■ To do
Only the closing portion of the entries is to be reproduced: the line containing "Target: statue arm" through the very last line, exactly as written.

Extracted information START

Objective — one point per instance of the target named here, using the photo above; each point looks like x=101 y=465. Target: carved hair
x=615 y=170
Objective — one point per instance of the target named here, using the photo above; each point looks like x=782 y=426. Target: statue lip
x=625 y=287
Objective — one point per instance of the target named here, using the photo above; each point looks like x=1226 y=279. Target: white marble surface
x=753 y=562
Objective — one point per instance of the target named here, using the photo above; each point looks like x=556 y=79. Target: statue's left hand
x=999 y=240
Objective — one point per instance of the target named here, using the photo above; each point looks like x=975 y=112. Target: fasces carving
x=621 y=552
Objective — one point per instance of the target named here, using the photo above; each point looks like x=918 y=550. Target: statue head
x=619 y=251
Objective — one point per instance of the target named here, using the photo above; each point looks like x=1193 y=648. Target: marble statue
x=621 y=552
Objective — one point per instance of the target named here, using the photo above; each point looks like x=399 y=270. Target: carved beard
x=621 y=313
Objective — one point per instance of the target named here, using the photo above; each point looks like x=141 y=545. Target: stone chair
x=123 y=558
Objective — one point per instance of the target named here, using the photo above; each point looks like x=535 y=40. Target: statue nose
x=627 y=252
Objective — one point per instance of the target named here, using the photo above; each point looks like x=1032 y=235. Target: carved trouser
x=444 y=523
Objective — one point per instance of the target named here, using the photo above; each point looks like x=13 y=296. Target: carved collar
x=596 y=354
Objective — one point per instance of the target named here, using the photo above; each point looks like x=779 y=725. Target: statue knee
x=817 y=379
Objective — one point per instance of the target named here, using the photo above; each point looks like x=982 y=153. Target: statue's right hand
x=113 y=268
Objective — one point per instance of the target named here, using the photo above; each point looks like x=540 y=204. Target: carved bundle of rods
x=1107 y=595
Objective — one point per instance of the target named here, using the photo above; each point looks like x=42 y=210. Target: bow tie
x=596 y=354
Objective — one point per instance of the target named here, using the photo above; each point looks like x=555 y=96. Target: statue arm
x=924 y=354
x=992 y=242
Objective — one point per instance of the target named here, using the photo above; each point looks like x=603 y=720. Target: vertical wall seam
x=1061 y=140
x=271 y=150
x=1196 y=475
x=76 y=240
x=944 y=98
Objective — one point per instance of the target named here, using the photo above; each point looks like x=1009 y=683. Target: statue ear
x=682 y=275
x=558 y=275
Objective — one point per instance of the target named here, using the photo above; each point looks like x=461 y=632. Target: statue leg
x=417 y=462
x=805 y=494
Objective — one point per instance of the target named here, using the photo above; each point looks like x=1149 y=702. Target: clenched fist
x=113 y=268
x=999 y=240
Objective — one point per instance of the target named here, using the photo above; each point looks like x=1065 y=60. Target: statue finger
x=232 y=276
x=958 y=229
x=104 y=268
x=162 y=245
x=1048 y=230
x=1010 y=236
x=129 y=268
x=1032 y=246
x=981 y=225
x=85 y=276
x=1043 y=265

Extracted information END

■ Solution to the exercise
Objective — one point per instance of the target named here, using the photo above; each point looks like x=555 y=96. Target: statue arm
x=924 y=354
x=992 y=242
Objective — one point per instance of the target named here, using the photo above; each point looks like x=603 y=720. Target: vertical wall seam
x=1061 y=140
x=271 y=150
x=1196 y=475
x=76 y=240
x=944 y=98
Objective — one point per instance of the target named here, using the photo above; each point looks like x=1009 y=683. Target: statue ear
x=682 y=275
x=558 y=275
Objective — one point per instance of the target named here, using the photo above; each point looks like x=461 y=632. Target: statue leg
x=417 y=462
x=805 y=494
Objective — one point per instance of the target named here, using the photo above; each point looks like x=1149 y=702. Target: clenched fist
x=113 y=268
x=999 y=240
Objective — one point per instance of the target named here, using the photo above; each point looks like x=1065 y=60. Target: statue finger
x=232 y=276
x=958 y=229
x=104 y=268
x=162 y=245
x=1048 y=230
x=1010 y=236
x=129 y=268
x=1032 y=246
x=981 y=225
x=85 y=276
x=1043 y=265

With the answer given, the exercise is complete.